== Stated goal ==
Pull out each line of the listing below that contains the word "tiled".

:::

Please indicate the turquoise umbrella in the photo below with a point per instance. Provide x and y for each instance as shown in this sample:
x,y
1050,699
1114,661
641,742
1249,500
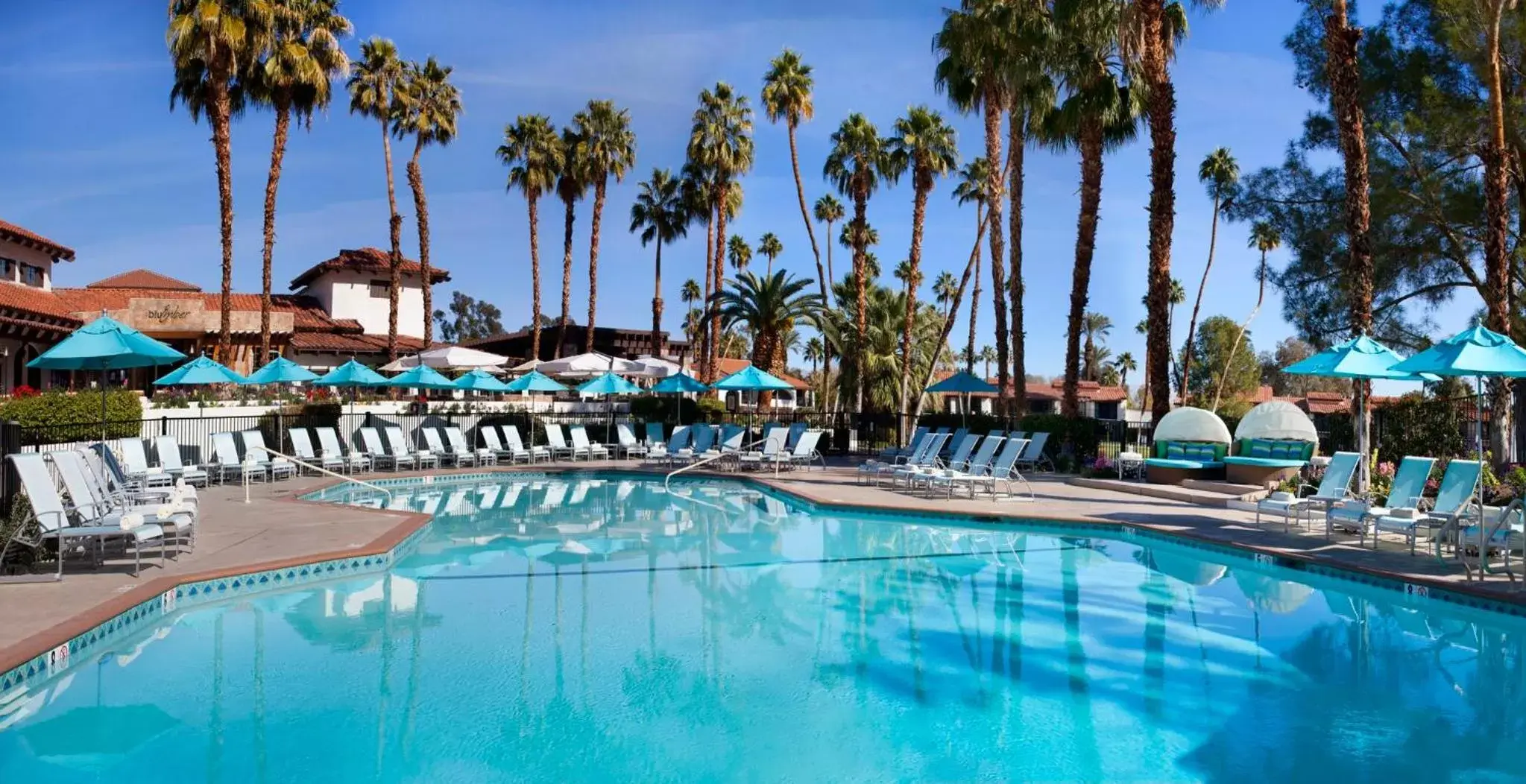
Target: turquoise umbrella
x,y
106,345
481,380
281,371
201,371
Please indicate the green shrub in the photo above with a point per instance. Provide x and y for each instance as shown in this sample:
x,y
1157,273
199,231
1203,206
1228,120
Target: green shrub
x,y
60,417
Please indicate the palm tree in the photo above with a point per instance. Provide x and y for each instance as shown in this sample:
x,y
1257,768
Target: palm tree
x,y
925,145
829,211
295,77
1150,34
972,182
571,185
374,93
431,107
976,52
1099,113
721,141
1264,238
766,307
786,96
609,150
535,154
212,43
1220,173
660,214
739,252
1125,365
769,246
857,164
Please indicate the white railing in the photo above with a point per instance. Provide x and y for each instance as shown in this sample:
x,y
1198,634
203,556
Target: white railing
x,y
319,469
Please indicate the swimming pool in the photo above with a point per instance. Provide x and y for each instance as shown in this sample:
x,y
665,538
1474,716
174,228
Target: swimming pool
x,y
594,627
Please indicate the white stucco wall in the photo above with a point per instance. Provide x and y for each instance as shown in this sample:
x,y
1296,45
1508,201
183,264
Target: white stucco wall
x,y
347,295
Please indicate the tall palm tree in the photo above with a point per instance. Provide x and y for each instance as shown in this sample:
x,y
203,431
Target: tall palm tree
x,y
786,96
294,78
739,252
768,307
721,141
374,93
925,145
571,186
1264,238
857,165
211,45
431,109
1220,173
769,246
829,211
974,54
660,214
972,182
609,150
535,154
1099,113
1150,34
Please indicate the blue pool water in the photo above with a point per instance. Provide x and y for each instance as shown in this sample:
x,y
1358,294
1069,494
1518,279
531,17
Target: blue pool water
x,y
599,629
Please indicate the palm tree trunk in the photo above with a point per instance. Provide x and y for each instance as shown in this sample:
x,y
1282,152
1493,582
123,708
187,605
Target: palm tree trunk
x,y
593,262
919,211
1017,144
415,180
1085,247
396,235
218,116
1261,297
1340,48
998,279
1196,304
567,276
272,180
657,304
974,300
1160,109
535,278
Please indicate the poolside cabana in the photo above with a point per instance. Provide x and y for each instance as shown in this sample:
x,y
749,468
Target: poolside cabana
x,y
1273,443
1189,444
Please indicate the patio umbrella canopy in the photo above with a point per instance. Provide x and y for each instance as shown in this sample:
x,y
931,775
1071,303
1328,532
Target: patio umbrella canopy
x,y
201,371
281,371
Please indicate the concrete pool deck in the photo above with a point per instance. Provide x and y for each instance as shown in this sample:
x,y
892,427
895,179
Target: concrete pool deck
x,y
278,530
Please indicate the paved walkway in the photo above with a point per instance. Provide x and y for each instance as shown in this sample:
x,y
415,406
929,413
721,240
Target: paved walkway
x,y
277,530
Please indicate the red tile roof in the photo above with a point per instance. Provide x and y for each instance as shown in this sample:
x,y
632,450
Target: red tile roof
x,y
144,279
16,234
367,259
730,367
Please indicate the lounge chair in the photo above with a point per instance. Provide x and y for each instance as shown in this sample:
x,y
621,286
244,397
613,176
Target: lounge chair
x,y
52,520
255,450
1454,501
168,450
626,443
1334,487
379,455
517,447
332,447
399,447
580,443
1360,516
138,469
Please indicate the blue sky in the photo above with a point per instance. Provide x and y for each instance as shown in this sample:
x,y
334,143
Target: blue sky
x,y
96,160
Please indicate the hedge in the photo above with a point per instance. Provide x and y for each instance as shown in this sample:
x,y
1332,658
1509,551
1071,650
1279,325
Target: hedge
x,y
60,417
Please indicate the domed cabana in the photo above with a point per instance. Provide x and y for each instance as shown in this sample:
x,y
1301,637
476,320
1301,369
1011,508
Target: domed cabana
x,y
1273,443
1189,444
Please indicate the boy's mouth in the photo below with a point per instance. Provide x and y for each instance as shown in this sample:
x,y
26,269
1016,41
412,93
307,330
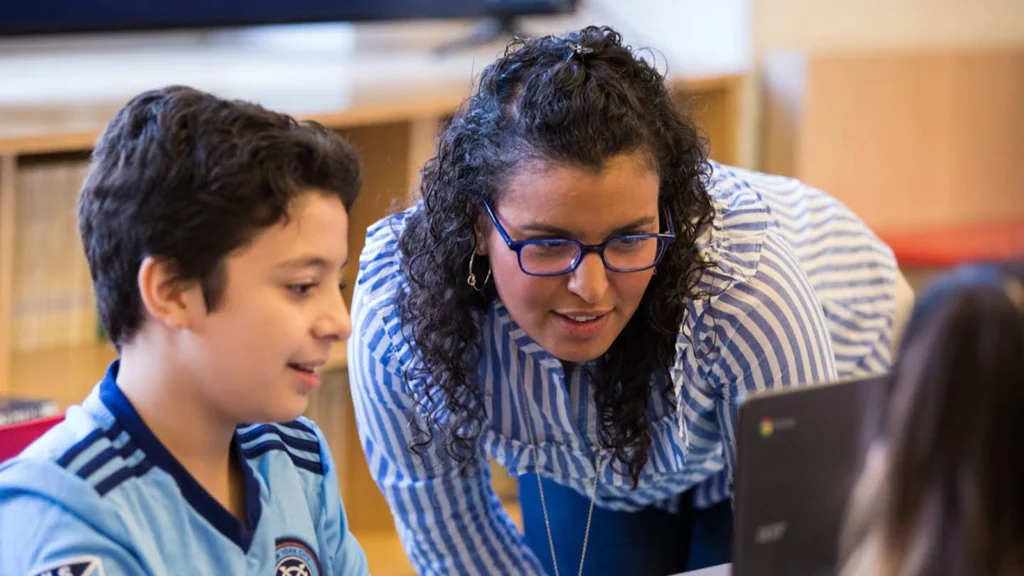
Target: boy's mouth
x,y
306,368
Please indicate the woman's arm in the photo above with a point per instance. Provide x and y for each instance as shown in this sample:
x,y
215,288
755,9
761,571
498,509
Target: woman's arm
x,y
771,332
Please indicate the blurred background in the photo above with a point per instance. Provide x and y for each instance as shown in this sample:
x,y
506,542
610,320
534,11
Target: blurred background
x,y
909,112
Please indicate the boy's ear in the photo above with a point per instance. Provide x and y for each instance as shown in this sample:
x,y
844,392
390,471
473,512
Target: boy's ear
x,y
166,297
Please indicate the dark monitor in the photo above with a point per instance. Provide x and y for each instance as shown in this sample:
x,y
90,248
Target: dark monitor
x,y
23,17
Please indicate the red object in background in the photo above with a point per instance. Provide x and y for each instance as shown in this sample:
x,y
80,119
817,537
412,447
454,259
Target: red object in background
x,y
944,247
14,438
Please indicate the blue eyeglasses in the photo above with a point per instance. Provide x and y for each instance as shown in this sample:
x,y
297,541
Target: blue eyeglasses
x,y
556,256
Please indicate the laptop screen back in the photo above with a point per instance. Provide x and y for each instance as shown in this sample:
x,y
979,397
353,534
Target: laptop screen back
x,y
800,454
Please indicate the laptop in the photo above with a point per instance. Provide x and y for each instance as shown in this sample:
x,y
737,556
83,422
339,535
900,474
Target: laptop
x,y
800,452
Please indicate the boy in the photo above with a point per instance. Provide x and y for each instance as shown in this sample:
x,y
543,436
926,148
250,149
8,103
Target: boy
x,y
215,233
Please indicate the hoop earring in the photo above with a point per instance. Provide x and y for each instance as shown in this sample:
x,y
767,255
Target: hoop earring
x,y
471,279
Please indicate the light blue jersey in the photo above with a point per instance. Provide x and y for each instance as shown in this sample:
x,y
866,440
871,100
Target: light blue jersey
x,y
100,495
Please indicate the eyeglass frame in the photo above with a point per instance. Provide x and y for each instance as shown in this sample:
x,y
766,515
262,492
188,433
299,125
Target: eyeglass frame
x,y
665,239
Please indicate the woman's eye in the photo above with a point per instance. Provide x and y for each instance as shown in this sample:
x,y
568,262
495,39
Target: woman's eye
x,y
301,289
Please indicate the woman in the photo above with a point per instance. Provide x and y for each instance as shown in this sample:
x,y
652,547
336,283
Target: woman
x,y
582,294
942,496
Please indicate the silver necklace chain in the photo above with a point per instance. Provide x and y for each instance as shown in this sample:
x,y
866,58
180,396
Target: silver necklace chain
x,y
544,505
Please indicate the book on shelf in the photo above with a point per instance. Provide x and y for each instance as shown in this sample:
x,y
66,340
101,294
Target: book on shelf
x,y
14,410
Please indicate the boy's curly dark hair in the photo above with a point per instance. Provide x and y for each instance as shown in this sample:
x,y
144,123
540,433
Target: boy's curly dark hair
x,y
576,99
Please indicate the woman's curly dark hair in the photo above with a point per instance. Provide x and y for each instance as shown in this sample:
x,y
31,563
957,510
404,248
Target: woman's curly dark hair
x,y
576,99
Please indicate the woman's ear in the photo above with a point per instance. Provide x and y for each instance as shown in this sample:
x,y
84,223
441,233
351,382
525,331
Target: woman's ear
x,y
480,230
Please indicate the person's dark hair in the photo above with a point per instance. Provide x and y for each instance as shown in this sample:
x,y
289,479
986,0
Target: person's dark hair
x,y
578,99
183,175
948,498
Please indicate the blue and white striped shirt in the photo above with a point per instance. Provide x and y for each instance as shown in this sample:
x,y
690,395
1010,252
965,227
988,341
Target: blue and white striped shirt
x,y
802,292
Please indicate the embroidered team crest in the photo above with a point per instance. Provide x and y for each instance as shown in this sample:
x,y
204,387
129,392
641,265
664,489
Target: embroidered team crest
x,y
82,566
295,558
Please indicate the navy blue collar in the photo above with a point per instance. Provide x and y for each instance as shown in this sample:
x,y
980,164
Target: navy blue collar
x,y
198,497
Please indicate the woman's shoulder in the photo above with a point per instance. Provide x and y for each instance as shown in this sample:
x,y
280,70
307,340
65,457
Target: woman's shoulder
x,y
735,239
375,315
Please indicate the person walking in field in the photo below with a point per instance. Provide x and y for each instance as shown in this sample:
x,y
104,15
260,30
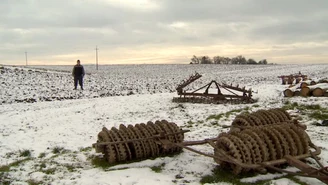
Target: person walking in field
x,y
78,73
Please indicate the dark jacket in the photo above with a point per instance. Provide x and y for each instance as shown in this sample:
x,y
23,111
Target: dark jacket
x,y
78,71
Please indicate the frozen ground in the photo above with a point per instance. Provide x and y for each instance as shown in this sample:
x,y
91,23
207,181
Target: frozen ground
x,y
59,129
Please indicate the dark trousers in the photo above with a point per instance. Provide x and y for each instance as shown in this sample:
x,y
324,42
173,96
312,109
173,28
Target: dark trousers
x,y
78,79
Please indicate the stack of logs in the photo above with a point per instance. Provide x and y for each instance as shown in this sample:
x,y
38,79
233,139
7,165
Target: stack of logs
x,y
308,88
291,79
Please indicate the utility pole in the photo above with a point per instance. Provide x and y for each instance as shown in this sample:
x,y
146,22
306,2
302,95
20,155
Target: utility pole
x,y
26,57
97,57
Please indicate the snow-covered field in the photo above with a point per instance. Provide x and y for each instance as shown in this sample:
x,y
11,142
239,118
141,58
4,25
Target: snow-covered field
x,y
49,141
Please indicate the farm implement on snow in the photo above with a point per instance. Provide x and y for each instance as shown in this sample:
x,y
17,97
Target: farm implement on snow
x,y
224,93
257,141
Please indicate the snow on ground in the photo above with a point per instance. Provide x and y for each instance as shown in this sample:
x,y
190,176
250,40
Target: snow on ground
x,y
68,121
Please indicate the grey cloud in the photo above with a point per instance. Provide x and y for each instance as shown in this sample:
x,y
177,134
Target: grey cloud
x,y
58,26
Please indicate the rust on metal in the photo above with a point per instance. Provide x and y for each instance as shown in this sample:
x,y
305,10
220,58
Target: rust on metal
x,y
233,94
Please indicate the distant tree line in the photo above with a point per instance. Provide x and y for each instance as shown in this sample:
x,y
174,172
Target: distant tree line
x,y
225,60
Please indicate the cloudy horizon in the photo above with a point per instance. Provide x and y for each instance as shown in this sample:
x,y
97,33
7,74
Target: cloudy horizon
x,y
58,32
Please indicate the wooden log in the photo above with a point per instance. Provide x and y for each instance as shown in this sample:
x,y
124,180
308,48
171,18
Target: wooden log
x,y
314,90
298,79
290,80
297,93
318,92
305,91
307,83
288,93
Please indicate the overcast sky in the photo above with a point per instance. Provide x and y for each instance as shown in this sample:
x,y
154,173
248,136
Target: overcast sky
x,y
162,31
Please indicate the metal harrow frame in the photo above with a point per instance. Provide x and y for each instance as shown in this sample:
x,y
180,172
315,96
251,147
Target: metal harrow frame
x,y
235,94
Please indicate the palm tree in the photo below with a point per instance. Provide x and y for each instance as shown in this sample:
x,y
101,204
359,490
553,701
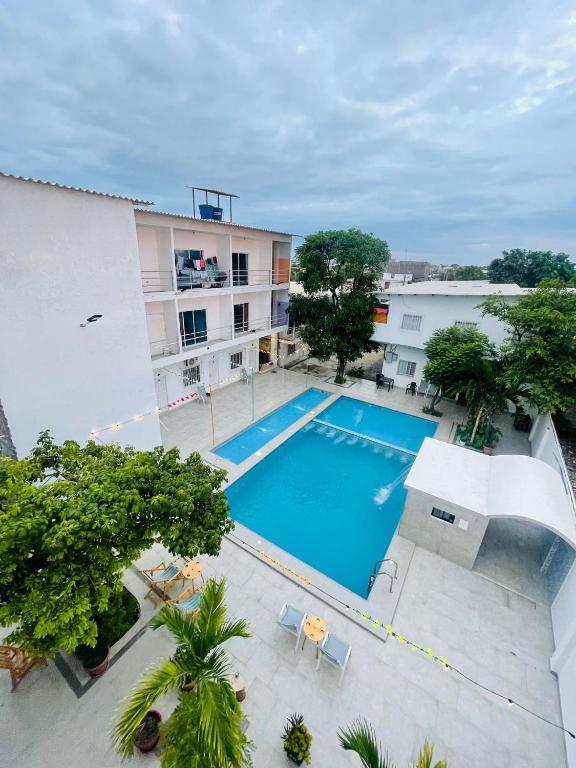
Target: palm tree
x,y
205,728
360,737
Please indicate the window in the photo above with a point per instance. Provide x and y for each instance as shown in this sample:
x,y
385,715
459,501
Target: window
x,y
191,375
239,269
406,368
241,317
193,327
441,515
411,322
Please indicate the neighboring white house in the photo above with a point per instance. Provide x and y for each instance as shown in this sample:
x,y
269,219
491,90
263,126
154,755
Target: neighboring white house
x,y
410,314
181,302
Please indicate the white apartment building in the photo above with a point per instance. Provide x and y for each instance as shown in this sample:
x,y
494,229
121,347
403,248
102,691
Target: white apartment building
x,y
176,304
409,314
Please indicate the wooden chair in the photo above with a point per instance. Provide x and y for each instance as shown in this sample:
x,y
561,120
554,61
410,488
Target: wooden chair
x,y
164,574
17,663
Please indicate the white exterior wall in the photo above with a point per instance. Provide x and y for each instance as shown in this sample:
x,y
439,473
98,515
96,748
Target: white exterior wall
x,y
64,256
440,311
563,661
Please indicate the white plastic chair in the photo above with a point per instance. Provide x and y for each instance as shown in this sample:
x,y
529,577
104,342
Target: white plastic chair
x,y
335,651
292,621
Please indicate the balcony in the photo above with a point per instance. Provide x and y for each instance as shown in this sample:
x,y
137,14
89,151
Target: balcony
x,y
189,279
157,281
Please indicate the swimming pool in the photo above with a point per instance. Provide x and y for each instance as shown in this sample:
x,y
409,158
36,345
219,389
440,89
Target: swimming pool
x,y
261,432
332,495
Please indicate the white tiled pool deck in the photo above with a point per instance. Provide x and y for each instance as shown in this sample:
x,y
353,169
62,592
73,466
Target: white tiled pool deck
x,y
490,633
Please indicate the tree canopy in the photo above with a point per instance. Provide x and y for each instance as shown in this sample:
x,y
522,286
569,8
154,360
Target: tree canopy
x,y
339,271
541,350
456,357
529,268
73,518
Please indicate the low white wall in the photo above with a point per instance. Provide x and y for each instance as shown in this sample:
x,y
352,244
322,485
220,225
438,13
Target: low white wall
x,y
458,541
563,661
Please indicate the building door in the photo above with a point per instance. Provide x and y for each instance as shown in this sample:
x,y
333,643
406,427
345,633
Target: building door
x,y
241,324
193,327
239,269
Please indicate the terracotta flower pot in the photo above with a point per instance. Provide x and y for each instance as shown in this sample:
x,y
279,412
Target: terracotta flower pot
x,y
147,736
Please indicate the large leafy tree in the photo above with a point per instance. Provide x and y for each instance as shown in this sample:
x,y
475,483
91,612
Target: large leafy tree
x,y
73,518
339,271
529,268
204,731
541,349
360,737
459,360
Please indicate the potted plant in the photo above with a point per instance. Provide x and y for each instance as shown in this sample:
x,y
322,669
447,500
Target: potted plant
x,y
148,733
490,437
297,740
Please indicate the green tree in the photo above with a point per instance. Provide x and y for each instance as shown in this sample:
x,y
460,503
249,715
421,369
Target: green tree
x,y
540,353
360,737
72,519
339,271
204,731
470,273
458,359
529,268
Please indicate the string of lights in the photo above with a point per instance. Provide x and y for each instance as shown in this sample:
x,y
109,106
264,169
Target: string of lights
x,y
391,632
117,425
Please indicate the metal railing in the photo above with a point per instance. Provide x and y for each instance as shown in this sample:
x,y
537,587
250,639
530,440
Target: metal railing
x,y
190,279
375,572
164,347
156,281
232,331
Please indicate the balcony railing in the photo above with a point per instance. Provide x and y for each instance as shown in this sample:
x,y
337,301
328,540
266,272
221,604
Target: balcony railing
x,y
233,331
190,279
156,281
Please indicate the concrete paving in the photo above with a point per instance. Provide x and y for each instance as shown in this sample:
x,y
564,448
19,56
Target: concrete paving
x,y
490,633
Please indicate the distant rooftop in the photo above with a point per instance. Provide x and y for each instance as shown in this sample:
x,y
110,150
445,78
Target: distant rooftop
x,y
210,222
456,288
134,200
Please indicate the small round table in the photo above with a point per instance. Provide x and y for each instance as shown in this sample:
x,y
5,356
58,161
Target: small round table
x,y
238,686
314,630
192,570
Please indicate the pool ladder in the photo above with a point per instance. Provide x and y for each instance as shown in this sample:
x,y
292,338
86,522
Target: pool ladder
x,y
375,572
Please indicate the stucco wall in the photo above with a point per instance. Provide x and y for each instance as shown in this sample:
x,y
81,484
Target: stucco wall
x,y
65,256
448,540
563,661
436,312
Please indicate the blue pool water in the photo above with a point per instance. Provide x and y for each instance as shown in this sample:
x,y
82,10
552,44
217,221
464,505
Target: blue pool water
x,y
250,440
331,498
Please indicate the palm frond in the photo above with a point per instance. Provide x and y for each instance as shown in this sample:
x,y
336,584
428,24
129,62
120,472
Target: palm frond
x,y
360,737
153,684
426,756
182,626
217,710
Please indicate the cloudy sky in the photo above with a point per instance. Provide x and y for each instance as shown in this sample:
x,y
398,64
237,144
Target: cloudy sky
x,y
445,126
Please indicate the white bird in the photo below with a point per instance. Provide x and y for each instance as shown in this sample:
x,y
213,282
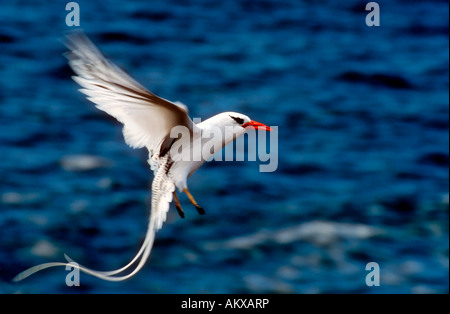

:::

== Task answer ==
Please indicate the white tiled pool deck in the photo above with a point per instance. Provide x and y for each instance as shown in this sample:
Target: white tiled pool deck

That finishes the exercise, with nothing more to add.